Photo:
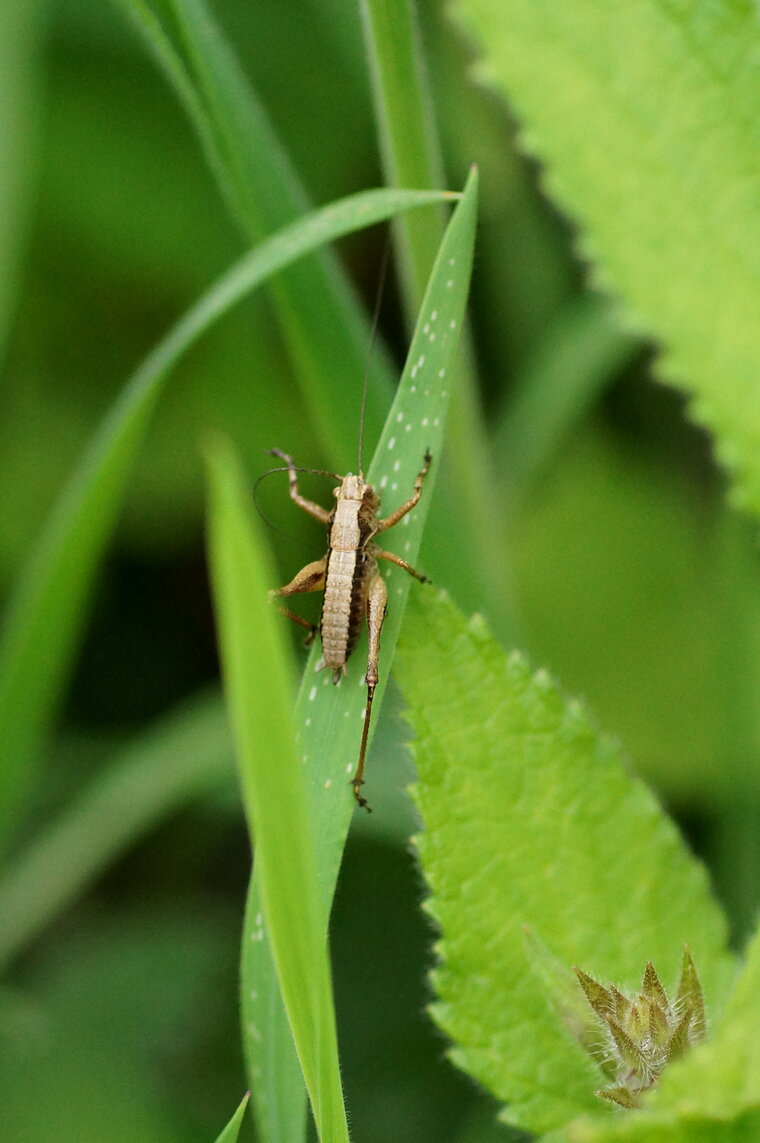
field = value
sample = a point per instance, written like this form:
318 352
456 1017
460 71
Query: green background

_ _ _ _ _

• **WHAT IS NEEDED**
Repeat the records with "green" swapped for "blue" and everything else left as it is. Leave the pictures out of your answer.

• **COMPLETE OUTPUT**
Photo:
field = value
sample = a point per instance, written like this form:
318 352
456 1017
460 71
Query: blue background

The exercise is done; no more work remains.